=== PROBLEM TO SOLVE ===
Can you retype every one of the records below word for word, leaving the pictures out?

=== Image location labeling entries ===
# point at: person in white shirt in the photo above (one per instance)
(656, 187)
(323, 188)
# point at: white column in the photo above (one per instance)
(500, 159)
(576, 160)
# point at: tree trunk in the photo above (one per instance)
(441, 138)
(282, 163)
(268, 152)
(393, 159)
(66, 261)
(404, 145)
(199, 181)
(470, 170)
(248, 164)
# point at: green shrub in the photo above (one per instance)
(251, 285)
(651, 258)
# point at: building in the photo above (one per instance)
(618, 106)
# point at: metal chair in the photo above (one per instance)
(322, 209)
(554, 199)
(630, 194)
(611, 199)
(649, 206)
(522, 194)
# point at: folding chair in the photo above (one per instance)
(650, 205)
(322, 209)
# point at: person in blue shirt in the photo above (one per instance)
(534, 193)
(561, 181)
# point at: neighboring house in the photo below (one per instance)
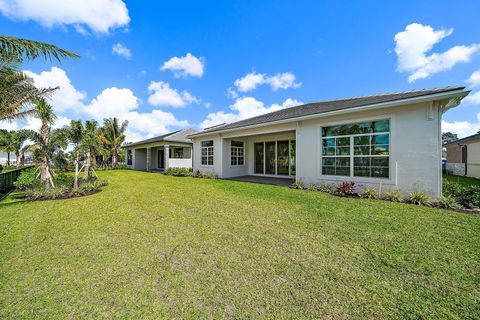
(384, 141)
(173, 149)
(463, 156)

=== RESULT FOR THIS EXERCISE ===
# point at: person in white shirt in the photo above (one per instance)
(656, 187)
(323, 188)
# point at: white column in the photo above (one per instance)
(500, 159)
(576, 160)
# point at: tree trunk in the photo above (one per instance)
(441, 138)
(282, 163)
(268, 152)
(393, 159)
(66, 261)
(404, 145)
(199, 181)
(470, 170)
(248, 164)
# point at: green shrub in the photo above (one per instance)
(251, 285)
(651, 258)
# point at: building in the photo above (one per instance)
(618, 106)
# point at: metal chair in the photo above (one per instance)
(322, 209)
(554, 199)
(630, 194)
(611, 199)
(649, 206)
(522, 194)
# point at: folding chair in the photo above (one per instance)
(650, 205)
(322, 209)
# point at: person in blue shirt in the photo above (one per instance)
(534, 193)
(561, 181)
# point at: neighboring house in the photo below (one per instance)
(384, 141)
(173, 149)
(463, 156)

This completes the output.